## Stated problem A
Count how many lines in the rows below contain the string "field", treating uppercase and lowercase as different, and reply with that number alone.

## Provided text
□ □ □
# Calculating Building Mass Index for Urban Heat Islands

This notebook will guide through the steps of how to import building footprints including heights, and calculate the building mass per LSOA.

## Notebook requirements

Run these steps to import libraries and intialise Googe Earth Engine.

In [1]:
# Uncomment the lines below to install libraries only if required
# !pip install ee geemap pycrs
# !pip install -U geemap



In [2]:
# import libraries
import ee
import geemap
import os
#import numpy as np
import duckdb
import pandas as pd
import geopandas as gpd
#import matplotlib.pyplot as plt
import requests

## Connect to DuckDB

Connect to duck db and initiate spatial elements.

In [3]:
# Connect to DuckDB and load spatial extension
con = duckdb.connect(database='uhi.duckdb')
con.execute("INSTALL spatial;")
con.execute("LOAD spatial;")

<duckdb.duckdb.DuckDBPyConnection at 0x7f8f804ac0f0>

In [4]:
# # Get all table names
# tables = con.execute("SHOW TABLES").fetchdf()['name'].tolist()

# # Drop each table
# for table in tables:
#     con.execute(f"DROP TABLE IF EXISTS {table}")
#     print(f"Dropped table: {table}")

Dropped table: buildings
Dropped table: buildings_clean
Dropped table: buildings_raw
Dropped table: london_LSOAs_vol
Dropped table: london_boroughs
Dropped table: london_lsoa
Dropped table: london_lsoa_bmd
Dropped table: lsoa_bmd


## Load Building data table

Currently using Ordnance Survey NGD data as this is the most complete height dataset available.  Although this isn't an open dataset like OSM it would be available under the PSGA to our target audience of GLA and London Boroughs.

OSM was not used as height data is very sparse and unreliable - if OS NGD data is not available then OSM building footprints could be used to estimate building density.  However this couldn't be used for Building Mass Density.

Create a building table in a DuckDB spatial database from the building data file.

In [5]:
# this is a local path as the full dataset is too large to store and access in the cloud
# File path to CSV
csv_file_path = 'data/bld_fts_building/bld_fts_building.csv'

# Chunked loading with spatial geometry handling
chunk_size = 50000
csv_iterator = pd.read_csv(csv_file_path, chunksize=chunk_size)
□ □ □
## Supplied records
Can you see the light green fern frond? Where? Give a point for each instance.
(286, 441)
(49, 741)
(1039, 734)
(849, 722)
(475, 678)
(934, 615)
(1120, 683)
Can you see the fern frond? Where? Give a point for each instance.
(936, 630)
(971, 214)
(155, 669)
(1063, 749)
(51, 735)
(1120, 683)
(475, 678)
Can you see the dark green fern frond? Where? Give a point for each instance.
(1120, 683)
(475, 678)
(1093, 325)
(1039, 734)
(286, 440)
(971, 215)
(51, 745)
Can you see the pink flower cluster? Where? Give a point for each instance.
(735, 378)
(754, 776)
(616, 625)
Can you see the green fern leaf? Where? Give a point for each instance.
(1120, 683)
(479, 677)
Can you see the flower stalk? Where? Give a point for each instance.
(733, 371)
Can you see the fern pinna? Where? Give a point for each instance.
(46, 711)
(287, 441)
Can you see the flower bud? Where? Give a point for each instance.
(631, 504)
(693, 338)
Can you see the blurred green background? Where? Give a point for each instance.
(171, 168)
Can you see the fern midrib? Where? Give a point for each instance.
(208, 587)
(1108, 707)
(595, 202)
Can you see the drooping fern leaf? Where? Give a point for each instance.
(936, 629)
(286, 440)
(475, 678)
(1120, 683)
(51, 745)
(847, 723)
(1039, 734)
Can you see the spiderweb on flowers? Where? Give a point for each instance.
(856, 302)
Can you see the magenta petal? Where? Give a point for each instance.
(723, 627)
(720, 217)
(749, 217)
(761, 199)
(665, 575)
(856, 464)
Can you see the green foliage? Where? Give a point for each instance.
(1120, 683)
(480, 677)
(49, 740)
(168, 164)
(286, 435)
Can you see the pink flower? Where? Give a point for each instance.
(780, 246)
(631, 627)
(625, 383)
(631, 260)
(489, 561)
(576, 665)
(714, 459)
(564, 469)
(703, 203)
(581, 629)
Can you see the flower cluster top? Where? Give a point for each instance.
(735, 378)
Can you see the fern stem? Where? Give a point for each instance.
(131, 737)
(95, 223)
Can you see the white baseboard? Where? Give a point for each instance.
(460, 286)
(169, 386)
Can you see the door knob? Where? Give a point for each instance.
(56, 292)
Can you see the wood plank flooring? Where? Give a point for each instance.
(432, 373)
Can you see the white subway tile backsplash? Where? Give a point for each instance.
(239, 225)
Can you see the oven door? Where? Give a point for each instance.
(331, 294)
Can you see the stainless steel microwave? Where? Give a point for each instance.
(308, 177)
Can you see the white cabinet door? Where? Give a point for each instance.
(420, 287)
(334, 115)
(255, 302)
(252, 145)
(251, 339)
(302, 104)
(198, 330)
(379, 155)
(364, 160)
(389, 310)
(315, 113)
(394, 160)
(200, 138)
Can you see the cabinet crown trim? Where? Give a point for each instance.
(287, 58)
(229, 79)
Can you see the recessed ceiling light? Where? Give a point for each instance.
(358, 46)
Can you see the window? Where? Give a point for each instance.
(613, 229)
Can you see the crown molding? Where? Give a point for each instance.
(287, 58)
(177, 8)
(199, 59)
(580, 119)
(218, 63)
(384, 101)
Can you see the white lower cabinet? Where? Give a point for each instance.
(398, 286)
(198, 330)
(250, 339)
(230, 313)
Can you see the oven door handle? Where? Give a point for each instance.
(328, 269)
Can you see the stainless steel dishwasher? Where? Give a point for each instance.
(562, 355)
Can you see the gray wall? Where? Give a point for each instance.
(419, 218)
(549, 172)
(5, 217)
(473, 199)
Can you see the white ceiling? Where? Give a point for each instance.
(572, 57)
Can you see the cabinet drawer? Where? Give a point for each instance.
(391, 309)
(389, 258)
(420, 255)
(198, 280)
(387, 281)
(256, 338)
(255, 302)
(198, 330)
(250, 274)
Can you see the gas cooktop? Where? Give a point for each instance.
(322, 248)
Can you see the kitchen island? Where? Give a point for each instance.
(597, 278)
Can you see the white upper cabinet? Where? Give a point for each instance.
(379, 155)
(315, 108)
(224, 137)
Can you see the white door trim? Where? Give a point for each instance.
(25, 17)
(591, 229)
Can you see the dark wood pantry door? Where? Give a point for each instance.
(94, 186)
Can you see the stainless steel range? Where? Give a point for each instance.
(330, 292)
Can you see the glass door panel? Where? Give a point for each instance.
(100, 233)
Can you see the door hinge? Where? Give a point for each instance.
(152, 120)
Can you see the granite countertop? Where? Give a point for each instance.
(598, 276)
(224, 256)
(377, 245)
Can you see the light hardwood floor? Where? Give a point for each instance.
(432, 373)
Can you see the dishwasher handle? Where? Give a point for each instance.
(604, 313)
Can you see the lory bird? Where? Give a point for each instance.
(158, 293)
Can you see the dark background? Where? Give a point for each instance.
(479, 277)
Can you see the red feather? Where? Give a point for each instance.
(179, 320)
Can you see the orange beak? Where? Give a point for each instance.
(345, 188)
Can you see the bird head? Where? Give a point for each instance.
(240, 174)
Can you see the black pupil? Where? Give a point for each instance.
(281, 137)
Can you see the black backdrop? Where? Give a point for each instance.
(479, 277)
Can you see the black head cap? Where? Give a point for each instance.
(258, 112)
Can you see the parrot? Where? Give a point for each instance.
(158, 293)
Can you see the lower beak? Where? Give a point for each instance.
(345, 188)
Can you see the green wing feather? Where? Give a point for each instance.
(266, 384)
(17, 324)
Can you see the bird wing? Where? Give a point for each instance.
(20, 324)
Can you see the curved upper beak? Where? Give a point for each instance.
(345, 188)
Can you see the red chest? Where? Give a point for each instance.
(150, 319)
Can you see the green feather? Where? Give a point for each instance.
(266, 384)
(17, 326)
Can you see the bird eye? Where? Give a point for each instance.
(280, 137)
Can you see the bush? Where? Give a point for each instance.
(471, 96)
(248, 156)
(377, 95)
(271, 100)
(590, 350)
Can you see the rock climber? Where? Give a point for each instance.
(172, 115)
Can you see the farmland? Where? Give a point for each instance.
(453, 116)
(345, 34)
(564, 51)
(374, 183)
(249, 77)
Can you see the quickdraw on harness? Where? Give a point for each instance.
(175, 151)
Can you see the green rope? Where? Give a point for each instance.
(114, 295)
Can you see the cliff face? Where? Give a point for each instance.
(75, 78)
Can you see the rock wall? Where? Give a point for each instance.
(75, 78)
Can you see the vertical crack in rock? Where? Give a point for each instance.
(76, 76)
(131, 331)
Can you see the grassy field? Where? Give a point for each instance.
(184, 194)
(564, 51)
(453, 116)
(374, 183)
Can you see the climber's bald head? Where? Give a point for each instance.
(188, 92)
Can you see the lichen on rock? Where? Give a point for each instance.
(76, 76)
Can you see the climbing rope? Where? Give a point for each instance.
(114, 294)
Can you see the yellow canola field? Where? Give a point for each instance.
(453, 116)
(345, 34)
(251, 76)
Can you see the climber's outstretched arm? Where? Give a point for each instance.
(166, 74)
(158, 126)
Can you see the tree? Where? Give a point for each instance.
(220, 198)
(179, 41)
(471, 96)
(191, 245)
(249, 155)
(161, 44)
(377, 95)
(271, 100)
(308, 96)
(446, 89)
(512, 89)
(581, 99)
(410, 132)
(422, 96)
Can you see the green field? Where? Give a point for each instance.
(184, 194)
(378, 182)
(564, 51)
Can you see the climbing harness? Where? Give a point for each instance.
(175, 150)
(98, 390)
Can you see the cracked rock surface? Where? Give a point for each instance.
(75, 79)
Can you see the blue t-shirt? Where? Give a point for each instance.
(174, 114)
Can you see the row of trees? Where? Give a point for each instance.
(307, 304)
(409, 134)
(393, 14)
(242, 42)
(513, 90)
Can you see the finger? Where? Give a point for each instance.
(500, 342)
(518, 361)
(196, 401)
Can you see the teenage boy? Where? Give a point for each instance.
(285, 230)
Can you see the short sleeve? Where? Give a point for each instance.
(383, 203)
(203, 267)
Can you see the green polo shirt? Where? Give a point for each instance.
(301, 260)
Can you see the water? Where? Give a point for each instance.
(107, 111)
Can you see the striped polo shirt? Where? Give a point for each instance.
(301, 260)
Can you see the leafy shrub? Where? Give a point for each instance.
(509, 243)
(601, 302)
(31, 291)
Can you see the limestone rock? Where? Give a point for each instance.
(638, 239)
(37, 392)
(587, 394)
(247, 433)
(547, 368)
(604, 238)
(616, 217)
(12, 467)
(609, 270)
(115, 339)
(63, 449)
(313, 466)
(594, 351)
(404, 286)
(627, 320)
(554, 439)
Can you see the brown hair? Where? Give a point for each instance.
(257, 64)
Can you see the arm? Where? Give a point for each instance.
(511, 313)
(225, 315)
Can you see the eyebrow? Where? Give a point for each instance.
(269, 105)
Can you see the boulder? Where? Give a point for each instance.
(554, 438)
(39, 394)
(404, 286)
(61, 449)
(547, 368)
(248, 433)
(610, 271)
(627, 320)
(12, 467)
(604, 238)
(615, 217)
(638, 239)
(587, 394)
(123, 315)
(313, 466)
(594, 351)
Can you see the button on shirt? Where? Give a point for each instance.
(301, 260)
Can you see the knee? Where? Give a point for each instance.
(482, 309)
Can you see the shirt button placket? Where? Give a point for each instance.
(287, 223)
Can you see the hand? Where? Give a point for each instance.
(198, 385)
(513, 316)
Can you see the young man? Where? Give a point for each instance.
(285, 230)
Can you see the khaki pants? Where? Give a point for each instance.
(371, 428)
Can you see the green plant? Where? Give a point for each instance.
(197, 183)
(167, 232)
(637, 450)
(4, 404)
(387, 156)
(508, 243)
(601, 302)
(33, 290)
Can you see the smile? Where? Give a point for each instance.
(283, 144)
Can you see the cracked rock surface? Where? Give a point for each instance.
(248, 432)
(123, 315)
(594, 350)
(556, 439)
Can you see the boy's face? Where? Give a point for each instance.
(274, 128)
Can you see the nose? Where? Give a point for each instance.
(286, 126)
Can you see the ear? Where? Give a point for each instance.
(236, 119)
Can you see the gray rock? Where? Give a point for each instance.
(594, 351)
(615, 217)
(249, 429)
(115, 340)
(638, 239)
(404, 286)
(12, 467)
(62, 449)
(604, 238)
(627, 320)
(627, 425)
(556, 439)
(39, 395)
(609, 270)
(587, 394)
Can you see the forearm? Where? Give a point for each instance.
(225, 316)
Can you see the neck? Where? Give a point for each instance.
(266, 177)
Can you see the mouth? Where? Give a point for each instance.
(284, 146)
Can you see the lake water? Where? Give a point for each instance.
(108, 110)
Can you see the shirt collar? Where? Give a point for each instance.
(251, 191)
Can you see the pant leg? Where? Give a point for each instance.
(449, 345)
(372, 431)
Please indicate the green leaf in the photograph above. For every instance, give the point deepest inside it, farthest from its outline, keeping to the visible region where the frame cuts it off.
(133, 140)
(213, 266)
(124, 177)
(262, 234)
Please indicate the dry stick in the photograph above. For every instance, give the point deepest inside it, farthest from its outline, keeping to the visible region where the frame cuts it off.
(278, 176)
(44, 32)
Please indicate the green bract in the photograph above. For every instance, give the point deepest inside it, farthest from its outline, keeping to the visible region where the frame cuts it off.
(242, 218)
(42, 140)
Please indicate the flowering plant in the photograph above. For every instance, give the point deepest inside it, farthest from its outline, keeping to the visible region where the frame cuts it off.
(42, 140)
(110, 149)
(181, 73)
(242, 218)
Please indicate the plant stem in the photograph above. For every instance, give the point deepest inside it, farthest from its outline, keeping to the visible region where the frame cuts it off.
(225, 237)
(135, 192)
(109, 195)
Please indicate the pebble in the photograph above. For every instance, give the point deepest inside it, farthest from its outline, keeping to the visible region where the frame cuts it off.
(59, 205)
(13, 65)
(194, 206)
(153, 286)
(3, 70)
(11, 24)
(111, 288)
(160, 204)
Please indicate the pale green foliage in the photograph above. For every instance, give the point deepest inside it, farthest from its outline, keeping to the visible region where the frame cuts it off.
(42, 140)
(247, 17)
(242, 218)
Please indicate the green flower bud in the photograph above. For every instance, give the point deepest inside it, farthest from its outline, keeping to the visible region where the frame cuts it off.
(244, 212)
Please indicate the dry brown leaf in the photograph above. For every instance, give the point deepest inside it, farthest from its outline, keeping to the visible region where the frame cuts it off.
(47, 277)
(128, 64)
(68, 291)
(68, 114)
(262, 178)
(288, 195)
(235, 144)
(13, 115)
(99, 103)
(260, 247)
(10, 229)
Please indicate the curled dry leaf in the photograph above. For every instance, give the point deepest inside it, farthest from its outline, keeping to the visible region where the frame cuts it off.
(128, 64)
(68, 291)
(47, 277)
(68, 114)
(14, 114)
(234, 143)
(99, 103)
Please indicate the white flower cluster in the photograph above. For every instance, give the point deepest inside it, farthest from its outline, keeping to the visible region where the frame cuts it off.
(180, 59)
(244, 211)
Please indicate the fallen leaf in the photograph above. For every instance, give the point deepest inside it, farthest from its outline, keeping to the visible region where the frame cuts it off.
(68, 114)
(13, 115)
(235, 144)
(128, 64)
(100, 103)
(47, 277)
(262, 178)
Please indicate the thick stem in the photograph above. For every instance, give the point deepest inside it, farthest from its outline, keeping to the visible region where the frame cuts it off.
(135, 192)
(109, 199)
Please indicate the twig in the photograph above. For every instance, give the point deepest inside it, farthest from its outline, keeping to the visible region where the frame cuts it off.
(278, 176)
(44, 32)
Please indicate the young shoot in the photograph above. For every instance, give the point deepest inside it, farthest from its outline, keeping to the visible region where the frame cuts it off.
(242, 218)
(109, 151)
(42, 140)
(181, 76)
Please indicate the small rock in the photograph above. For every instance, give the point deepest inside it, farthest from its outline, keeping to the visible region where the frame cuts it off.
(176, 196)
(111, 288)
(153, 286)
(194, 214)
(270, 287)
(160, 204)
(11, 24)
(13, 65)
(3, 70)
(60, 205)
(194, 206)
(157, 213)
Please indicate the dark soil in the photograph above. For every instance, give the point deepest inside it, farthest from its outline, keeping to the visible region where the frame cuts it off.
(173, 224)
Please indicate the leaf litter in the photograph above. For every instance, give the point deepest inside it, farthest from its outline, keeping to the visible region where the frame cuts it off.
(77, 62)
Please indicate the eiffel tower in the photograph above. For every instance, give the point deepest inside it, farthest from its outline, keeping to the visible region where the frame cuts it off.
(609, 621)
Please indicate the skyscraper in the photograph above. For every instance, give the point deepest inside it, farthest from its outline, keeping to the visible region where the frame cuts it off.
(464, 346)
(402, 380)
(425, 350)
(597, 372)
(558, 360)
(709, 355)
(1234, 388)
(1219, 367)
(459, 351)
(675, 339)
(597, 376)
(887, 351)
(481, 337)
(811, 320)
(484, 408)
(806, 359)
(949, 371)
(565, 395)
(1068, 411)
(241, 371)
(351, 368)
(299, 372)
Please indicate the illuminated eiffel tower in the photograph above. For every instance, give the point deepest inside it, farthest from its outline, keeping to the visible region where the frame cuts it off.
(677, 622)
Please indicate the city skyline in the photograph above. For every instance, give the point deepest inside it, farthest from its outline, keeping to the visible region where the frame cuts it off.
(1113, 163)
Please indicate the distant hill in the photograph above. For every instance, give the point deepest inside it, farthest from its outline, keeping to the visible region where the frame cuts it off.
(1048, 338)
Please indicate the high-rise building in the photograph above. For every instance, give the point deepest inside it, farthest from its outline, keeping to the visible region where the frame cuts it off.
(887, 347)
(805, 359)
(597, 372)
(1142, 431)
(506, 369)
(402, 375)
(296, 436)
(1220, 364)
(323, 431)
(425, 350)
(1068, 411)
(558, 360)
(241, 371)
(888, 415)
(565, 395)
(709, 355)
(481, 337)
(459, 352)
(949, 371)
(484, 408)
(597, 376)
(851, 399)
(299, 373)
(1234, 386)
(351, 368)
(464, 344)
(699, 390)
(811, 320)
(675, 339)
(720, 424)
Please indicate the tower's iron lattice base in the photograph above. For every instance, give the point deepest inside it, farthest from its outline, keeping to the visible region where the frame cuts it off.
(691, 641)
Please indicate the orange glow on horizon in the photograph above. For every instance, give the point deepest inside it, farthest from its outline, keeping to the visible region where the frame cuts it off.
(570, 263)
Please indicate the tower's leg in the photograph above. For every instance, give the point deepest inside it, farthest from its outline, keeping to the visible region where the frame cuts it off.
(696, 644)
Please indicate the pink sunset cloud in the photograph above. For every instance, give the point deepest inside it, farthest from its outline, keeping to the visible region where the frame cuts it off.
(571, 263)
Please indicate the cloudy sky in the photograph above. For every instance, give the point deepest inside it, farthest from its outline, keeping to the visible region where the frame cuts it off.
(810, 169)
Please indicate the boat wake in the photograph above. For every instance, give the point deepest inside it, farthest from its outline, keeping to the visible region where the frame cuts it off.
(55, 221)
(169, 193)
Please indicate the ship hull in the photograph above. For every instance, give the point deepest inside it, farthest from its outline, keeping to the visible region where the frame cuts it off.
□ □ □
## Stated problem B
Please turn the notebook paragraph beginning "Currently using Ordnance Survey NGD data" into a short list that keeps its main facts.

## Finished answer A
3

## Finished answer B
- Building data comes from Ordnance Survey NGD, the most complete height dataset available.
- Unlike OSM, it is not an open dataset.
- It would be available under the PSGA to the target audience of GLA and London Boroughs.